(Point-per-instance localization data)
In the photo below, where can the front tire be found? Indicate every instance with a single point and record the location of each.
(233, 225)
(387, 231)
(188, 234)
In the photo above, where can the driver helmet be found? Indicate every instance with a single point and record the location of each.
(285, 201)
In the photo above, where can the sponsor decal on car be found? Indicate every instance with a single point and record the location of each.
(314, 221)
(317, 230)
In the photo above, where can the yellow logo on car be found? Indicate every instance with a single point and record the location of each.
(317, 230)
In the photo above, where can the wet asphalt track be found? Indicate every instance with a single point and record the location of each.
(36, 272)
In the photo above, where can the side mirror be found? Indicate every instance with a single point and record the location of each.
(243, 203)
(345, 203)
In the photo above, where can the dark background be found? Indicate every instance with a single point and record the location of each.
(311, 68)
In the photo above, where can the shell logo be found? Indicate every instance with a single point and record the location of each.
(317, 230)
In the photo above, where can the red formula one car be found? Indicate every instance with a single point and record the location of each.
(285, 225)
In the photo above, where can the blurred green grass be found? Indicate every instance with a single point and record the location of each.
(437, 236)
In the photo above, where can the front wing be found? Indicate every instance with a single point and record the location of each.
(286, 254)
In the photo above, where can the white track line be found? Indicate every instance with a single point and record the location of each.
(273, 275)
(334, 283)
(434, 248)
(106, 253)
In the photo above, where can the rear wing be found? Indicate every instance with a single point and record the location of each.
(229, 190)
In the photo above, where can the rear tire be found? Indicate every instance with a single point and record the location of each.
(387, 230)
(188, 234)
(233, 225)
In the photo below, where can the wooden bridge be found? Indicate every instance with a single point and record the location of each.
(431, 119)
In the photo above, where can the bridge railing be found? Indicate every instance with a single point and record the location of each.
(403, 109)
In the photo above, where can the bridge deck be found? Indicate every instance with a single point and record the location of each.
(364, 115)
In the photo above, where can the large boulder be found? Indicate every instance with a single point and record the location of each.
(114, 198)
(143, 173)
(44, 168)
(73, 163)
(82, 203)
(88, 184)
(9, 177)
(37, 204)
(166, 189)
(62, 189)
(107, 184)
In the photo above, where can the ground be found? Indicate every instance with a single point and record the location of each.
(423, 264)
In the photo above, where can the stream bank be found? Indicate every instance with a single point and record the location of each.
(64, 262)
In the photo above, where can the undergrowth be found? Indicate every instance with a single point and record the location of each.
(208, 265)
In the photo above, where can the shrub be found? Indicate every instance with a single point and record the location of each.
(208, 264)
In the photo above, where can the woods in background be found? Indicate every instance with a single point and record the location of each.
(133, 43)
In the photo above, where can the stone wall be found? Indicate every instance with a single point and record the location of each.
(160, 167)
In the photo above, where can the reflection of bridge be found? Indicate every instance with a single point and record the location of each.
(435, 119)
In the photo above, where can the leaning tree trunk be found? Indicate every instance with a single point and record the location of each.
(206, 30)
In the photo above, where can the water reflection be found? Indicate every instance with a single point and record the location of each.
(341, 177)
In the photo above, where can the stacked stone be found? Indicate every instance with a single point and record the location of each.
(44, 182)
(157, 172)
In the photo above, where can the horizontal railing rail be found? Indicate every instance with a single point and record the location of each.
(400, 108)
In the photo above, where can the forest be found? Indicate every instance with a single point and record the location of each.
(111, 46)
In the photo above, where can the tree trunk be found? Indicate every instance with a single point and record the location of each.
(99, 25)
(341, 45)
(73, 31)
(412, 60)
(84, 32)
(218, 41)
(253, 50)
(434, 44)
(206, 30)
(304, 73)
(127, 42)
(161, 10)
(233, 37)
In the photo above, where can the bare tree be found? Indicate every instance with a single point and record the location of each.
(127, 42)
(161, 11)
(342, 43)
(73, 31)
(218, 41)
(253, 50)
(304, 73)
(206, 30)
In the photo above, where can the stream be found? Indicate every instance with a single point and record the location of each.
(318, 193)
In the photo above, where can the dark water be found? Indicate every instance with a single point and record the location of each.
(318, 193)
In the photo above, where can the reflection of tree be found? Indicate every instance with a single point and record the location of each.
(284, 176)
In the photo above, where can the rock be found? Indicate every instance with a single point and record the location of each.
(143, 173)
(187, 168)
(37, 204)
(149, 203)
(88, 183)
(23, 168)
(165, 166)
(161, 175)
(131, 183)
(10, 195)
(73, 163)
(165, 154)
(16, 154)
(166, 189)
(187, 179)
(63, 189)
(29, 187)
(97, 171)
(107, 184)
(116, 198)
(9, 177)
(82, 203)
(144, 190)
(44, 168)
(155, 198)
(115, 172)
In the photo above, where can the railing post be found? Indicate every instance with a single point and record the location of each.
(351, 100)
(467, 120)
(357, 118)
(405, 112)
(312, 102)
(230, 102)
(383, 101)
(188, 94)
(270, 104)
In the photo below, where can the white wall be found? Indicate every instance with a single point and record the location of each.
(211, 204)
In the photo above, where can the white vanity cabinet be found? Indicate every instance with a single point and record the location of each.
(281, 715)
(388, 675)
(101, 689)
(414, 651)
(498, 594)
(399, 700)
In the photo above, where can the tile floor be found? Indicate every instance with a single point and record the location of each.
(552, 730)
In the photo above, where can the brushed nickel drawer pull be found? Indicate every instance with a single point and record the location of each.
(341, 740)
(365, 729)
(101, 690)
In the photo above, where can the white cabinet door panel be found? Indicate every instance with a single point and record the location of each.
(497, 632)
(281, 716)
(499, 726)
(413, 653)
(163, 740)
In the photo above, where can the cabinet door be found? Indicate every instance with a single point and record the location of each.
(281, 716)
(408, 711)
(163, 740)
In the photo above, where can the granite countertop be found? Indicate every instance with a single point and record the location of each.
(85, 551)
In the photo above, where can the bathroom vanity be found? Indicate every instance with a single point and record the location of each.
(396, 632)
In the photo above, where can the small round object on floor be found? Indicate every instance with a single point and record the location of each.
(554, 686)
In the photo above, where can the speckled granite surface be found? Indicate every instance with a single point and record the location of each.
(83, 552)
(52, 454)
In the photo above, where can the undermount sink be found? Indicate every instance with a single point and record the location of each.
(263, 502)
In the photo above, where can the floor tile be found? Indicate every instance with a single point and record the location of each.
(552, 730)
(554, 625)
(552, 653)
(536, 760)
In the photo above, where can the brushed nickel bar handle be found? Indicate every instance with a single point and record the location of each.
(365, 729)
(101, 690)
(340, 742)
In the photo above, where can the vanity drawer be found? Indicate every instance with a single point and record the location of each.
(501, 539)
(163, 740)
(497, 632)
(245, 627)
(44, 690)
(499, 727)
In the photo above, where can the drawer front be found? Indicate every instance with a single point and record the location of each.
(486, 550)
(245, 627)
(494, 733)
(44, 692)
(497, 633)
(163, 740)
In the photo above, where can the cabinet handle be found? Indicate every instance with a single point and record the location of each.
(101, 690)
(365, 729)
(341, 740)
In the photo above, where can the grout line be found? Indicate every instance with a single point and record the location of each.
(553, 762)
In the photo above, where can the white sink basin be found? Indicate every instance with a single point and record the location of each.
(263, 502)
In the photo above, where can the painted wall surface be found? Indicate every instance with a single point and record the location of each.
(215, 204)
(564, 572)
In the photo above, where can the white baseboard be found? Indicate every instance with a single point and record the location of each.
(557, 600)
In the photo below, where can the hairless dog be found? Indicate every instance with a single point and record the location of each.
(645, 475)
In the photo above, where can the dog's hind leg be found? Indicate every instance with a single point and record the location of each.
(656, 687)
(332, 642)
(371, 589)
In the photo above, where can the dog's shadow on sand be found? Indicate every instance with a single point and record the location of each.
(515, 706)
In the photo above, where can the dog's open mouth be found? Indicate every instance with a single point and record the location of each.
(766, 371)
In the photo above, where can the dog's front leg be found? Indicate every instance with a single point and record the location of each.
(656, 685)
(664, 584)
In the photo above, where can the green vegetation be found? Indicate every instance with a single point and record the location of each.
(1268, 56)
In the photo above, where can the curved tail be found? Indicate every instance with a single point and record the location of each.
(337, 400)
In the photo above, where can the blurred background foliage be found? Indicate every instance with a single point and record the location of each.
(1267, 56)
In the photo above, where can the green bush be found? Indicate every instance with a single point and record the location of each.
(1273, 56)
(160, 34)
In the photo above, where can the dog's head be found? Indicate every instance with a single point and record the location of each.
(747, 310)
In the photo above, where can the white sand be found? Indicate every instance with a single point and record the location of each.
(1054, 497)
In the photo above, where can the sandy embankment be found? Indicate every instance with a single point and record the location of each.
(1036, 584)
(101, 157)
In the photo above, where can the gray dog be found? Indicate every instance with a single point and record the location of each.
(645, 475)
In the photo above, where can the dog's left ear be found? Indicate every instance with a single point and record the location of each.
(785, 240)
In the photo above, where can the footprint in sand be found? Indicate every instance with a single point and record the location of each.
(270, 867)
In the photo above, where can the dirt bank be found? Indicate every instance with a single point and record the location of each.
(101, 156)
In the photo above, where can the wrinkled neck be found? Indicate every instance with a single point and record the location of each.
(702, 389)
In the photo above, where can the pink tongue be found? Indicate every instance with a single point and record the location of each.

◆ Directions:
From the line with "In the photo above, where can the sandy" to the final line of the data above, please reproduce every line exactly and add nothing.

◆ Finished exercise:
In the photo above, where can the sandy embankment be found? Indicate every instance with a single point and record the location of each.
(1036, 584)
(101, 157)
In the photo above, where can the gray dog be found? Indicate every instance with a single point and record the location of each.
(645, 475)
In the photo above, where can the dog's left ear be found? Indicate every instance with a single point and record the location of each.
(785, 240)
In the photo above, where can the footprint in sand be found? Indicate every instance with a single point and record the location of each.
(270, 867)
In the photo above, where can the dirt bank be found? Indicate every instance with a single point and record the location of each.
(101, 156)
In the photo above, where can the wrinkled neck be found? Indicate every instance with a single point and record the location of each.
(702, 389)
In the photo above, where can the pink tongue be found? Indicate every instance with a single point and record the location of each.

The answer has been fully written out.